Material for this task>

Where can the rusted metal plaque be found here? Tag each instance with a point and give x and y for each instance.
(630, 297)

...

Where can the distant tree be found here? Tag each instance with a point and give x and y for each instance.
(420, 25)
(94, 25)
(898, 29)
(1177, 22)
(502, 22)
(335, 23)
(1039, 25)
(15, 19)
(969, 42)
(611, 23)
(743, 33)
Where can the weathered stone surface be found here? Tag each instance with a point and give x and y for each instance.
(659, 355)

* * *

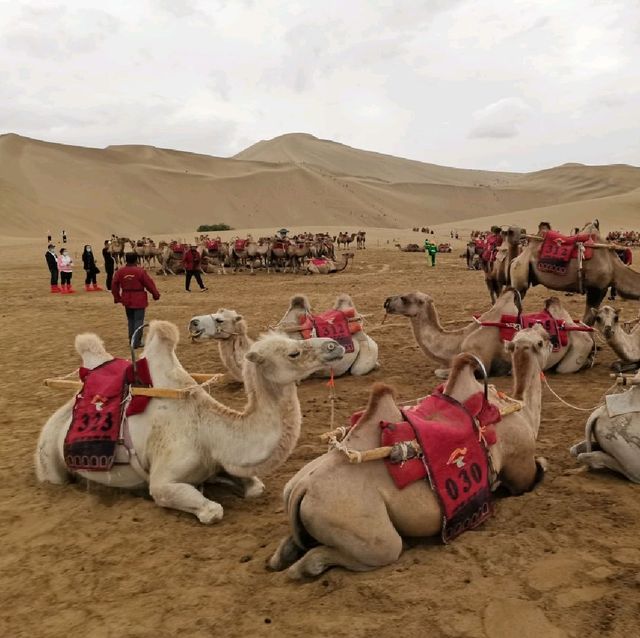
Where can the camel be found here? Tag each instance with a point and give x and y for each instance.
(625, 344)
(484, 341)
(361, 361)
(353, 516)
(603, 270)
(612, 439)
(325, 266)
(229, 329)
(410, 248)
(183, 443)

What is being asked>
Gather every line in the listing above that contains the word "distant". Case counts.

Problem solution>
Where can the distant tree be found here? Tag each instance with a point and give x and y for each instance.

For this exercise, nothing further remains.